Aim A
Translate the sentence "She holds a BA in Photography from Bard College." from the exhibition text into Spanish.

Document passage
** START **

Fellowship 21

May 7–Jul 31, 2021
Silver Eye Center for Photography

This exhibition highlights the award winners and honorable mentions from Fellowship 21, our annual call for entries. This year's panel of jurors included Elizabeth Chodos, Director of the Regina Gouger Miller Institute of Contemporary Art at Carnegie Mellon University; Karen Irvine, Chief Curator and Deputy Director, Museum of Contemporary Photography at Columbia College Chicago, and Drew Sawyer, Phillip Leonian and Edith Rosenbaum Leonian Curator, Brooklyn Museum.

Fellowship Award

Sasha Phyars-Burgess' project, UNTITLED AND YET TO BE DETERMINED, 41.8949° N, 87.7654° W (AUSTIN), looks deeply and closely into the Chicago neighborhood of Austin, and how this community has grappled with the effects of disinvestment, redlining and socioeconomic injustices. While the title of Phyars-Burgess' series looks to the future, towards an unknown and yet to be decided fate for the neighborhood, her photographs speak to a careful, sustained act of listening and learning through the community members she works with.

Keystone Award

J Houston and Aleem Hurst have created a body of work together, using their childhoods in the Midwest as a physical and emotional backdrop. Creating carefully constructed sets using found objects and one another's bodies, Houston and Hurst inject agency and new ways of seeing into the spaces and environments which helped to shape their personal beginnings.

Honorable Mentions

Odette England's project, The Long Shadow uses contemporary photographs, snapshots and archival images to help shed light on how her personal experiences are linked to that of other women through the histories of gender divisions in rural farming communities.

Kata Geibl is a Budapest born photographer currently living in The Hague, and her series, There is Nothing New Under the Sun, reflects upon large issues in contemporary culture such as individualism, economic systems, and global warming, through staging carefully created, almost cinematic feeling photographs.

Vikesh Kapoor's project, See You At Home is an intimate narrative focusing on the artist's parents, and their lives in a rural Pennsylvania community after immigrating to the United States from India in the 1970s. Kapoor vacillates between contemporary images of his parents in the US with images of their youth in India, looking at fissures of family life and personal identity, and probing into what constitutes a homeland.

Marcus Maddox's ongoing body of work, Figures of Color, looks closely at how black skin is represented in works of art, and the relationship between this representation and the elements of light and darkness. Taking inspiration from painters such as Kerry James Marshall and Jon Key, Maddox's images contain a painterly quality which pushes at the boundaries of photography.

Participating Artists

  1. Sasha Phyars-Burgess was born in Brooklyn, New York to Trinidadian parents and raised in Bethlehem, Pennsylvania. She holds a BA in Photography from Bard College. She is interested in using photography education as community empowerment, the African diaspora, particularly in the Caribbean and Latin America.

** END **

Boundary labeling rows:
** START **

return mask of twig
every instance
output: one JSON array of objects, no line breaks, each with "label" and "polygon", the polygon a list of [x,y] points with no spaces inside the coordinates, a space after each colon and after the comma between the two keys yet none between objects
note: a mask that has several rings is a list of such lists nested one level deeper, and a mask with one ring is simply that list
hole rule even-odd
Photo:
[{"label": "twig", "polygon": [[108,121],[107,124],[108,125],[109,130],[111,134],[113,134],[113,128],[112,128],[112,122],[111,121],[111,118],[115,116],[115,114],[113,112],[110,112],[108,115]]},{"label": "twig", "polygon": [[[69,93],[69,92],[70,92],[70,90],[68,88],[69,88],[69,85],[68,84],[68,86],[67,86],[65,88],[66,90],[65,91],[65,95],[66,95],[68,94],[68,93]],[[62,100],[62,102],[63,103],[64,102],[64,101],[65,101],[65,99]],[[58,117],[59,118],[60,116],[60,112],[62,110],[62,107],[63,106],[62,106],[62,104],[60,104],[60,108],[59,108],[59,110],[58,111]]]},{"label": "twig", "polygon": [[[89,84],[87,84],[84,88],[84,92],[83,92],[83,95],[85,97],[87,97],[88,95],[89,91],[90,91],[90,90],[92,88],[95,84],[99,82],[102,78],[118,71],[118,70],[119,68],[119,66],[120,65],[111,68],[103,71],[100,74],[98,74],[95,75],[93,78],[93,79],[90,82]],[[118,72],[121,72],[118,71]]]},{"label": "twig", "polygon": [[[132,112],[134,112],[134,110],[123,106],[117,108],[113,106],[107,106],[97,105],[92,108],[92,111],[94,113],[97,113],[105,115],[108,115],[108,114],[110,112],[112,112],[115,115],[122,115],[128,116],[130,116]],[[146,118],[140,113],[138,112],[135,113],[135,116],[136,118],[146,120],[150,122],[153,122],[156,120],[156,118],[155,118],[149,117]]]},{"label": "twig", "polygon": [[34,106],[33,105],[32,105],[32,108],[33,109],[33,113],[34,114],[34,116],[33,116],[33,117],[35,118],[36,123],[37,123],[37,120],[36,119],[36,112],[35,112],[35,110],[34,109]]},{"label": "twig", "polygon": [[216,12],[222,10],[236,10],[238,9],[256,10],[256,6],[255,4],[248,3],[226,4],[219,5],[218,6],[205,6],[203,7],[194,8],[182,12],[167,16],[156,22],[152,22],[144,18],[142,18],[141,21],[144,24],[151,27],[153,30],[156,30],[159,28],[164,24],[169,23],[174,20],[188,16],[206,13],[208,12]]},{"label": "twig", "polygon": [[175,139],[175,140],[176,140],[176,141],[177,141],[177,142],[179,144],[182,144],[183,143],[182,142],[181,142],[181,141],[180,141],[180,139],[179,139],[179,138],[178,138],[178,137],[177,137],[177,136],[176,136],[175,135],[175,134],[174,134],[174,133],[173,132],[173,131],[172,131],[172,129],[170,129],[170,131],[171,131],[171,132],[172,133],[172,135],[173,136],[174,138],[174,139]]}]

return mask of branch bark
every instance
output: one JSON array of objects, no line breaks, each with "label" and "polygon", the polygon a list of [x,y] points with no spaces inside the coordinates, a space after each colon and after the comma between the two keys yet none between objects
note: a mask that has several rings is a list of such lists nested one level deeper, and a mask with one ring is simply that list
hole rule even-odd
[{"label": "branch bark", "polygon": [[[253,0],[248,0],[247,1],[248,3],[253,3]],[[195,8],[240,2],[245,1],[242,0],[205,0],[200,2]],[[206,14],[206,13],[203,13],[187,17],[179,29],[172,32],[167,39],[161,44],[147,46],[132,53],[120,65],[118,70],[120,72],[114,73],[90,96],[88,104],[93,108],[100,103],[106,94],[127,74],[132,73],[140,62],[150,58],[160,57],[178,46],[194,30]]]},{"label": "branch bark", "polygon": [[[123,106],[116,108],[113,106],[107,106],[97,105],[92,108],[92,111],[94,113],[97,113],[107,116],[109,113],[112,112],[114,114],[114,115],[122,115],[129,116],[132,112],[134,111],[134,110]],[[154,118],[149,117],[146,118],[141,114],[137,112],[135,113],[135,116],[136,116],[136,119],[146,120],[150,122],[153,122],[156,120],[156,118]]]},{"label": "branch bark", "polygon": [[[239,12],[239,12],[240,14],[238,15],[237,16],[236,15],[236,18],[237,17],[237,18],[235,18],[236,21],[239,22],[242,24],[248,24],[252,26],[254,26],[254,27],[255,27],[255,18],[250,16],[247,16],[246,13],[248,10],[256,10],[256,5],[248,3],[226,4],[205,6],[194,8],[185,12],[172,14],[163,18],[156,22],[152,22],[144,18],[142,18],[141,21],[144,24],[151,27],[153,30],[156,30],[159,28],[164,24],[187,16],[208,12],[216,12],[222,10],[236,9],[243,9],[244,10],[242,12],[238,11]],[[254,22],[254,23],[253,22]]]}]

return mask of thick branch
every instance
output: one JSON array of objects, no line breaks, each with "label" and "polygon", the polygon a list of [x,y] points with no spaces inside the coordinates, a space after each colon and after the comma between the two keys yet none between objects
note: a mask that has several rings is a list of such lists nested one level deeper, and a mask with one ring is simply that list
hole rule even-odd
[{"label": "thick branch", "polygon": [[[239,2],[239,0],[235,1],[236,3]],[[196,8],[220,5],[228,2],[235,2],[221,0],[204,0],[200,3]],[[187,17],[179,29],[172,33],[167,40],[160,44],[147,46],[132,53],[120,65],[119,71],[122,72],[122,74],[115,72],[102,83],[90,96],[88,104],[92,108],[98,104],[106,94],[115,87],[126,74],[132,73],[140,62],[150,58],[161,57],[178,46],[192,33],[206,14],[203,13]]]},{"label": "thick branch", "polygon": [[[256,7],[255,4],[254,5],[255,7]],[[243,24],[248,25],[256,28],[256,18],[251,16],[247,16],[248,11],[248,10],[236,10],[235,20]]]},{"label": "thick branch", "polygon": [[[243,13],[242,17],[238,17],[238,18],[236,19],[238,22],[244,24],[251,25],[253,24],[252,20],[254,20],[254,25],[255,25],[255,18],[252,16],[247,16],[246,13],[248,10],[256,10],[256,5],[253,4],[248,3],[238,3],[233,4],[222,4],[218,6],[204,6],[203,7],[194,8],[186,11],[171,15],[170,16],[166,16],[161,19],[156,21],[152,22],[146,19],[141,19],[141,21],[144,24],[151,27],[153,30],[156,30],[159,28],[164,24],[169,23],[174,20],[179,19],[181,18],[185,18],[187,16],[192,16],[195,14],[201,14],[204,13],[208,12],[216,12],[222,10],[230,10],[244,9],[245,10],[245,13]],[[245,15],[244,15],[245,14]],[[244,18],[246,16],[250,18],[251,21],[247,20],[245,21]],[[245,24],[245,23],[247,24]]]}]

** END **

Aim B
Please count the lines in the rows above that contain the word "return", and give only that number.

Result A
Es licenciada en Fotografía por Bard College.

Result B
3